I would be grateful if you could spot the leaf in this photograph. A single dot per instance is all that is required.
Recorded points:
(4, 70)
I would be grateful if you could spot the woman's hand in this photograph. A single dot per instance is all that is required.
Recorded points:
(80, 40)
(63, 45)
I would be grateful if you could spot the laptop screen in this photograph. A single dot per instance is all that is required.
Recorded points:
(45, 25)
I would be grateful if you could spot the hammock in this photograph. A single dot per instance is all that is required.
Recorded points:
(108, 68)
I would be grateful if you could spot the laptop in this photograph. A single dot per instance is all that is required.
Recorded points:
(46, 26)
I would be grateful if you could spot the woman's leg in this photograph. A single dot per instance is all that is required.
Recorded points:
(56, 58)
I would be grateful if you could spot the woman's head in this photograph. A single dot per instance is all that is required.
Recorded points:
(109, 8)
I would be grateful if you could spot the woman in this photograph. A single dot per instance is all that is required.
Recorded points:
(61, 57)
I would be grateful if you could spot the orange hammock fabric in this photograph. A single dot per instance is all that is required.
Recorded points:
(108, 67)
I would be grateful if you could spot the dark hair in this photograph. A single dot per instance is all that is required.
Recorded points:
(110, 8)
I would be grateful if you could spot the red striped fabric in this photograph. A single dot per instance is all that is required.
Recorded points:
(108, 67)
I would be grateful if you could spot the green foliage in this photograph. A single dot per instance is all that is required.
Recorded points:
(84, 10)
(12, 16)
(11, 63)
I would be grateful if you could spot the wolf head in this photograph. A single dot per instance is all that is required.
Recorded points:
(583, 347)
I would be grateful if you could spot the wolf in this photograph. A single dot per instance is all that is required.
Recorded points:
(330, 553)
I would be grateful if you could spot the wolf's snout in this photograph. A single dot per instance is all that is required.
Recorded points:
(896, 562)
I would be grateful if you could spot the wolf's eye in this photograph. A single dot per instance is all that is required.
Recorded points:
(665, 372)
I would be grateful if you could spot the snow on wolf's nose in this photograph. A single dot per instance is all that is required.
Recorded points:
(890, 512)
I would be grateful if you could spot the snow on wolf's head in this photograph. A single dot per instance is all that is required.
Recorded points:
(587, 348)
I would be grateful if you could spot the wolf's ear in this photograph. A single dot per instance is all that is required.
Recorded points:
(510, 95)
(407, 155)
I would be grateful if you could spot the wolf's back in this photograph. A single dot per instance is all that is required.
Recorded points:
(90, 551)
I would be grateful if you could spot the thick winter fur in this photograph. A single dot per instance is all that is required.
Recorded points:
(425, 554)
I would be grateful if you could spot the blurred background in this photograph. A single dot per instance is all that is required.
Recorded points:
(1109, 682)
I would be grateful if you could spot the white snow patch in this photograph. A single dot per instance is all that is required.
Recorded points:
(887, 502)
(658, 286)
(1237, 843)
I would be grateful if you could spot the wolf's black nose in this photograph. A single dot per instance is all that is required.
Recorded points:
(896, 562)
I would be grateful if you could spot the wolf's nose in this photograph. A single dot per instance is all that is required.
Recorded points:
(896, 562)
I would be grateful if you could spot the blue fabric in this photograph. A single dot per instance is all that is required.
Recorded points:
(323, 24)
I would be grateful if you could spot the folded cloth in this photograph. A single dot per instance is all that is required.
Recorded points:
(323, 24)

☆ ☆ ☆

* Directions for this task *
With every line intact, print the records above again.

* Result *
I would be grateful if you could spot the leaf in this photograph. A single dot per instance is all that is required.
Recorded points:
(4, 70)
I would be grateful if you could spot the woman's hand in this photograph. A single dot per instance is all that is required.
Recorded points:
(80, 40)
(63, 45)
I would be grateful if you could spot the laptop screen in this photograph. A single dot per instance is all that is required.
Recorded points:
(45, 25)
I would be grateful if you could spot the hammock in this photograph. A single dot per instance is all that is required.
Recorded points:
(108, 68)
I would be grateful if you could spot the laptop in this photograph. A single dot per instance is all that is required.
Recorded points:
(46, 26)
I would be grateful if you could spot the woman's leg in this photograph. A single dot per instance is all that is required.
Recorded points:
(56, 58)
I would be grateful if you could spot the woman's head in this photograph. A single dot per instance is all that is required.
Recorded points:
(109, 8)
I would be grateful if you could spot the woman in this photograph. A single dot per instance is all that is required.
Recorded points:
(61, 57)
I would be grateful if you could spot the orange hammock fabric in this photograph. A single dot per instance is all that is required.
Recorded points:
(108, 67)
I would be grateful if you could spot the dark hair in this photograph. A single dot per instance is all that is required.
Recorded points:
(110, 8)
I would be grateful if you could spot the red striped fabric in this photograph. A single dot per instance is all that is required.
Recorded points:
(108, 67)
I would be grateful if you could spot the green foliage in this photograph. A single dot per instance is all that is required.
Recorded points:
(84, 10)
(12, 16)
(11, 63)
I would be grateful if you could spot the wolf head in this photograph. A single dot per instance is all that is required.
Recorded points:
(583, 347)
I would be grateful if you could spot the wolf in this photograph. A single dot per instance is all that is required.
Recorded points:
(330, 553)
I would be grateful if you could spot the wolf's snout in this photograph. A single dot per instance is all that is required.
Recorded points:
(896, 562)
I would be grateful if you could spot the wolf's eye in this photograph. A single dot per instance is all that is required.
Recorded points:
(665, 372)
I would be grateful if you could spot the snow on wolf's nose in this photograph. A single dot per instance is all that is required.
Recorded points:
(890, 512)
I would be grateful if you could spot the snow on wolf's head in this photograph. A single dot per instance is all that is required.
Recorded points:
(587, 348)
I would be grateful if you could spot the wolf's ear in this photograph. A single dot per instance is all that is required.
Recorded points:
(510, 95)
(407, 155)
I would be grateful if you could spot the wolf's back in this photograph. A single dot per instance is all that is required.
Recorded points:
(90, 551)
I would be grateful if you could spot the thick winter fur in this photograph. A single dot per instance is all that is required.
Recorded points:
(425, 554)
I would be grateful if you could spot the blurred background in this photograph. A single dot per instance is all that is required.
Recorded points:
(1109, 682)
I would be grateful if you could spot the white snow patch in this photograph. A single dot per instance is all that is required.
Recorded points:
(887, 502)
(658, 286)
(1237, 843)
I would be grateful if you could spot the wolf's black nose in this photograph. A single dot per instance is all that is required.
Recorded points:
(896, 562)
I would be grateful if you could spot the wolf's nose in this photograph. A single dot per instance is all that is required.
Recorded points:
(896, 562)
I would be grateful if you could spot the blue fabric in this photograph. A single dot per instance is all that is required.
Recorded points:
(323, 24)
I would be grateful if you could spot the folded cloth in this photograph. A single dot per instance is all that is required.
Recorded points:
(323, 24)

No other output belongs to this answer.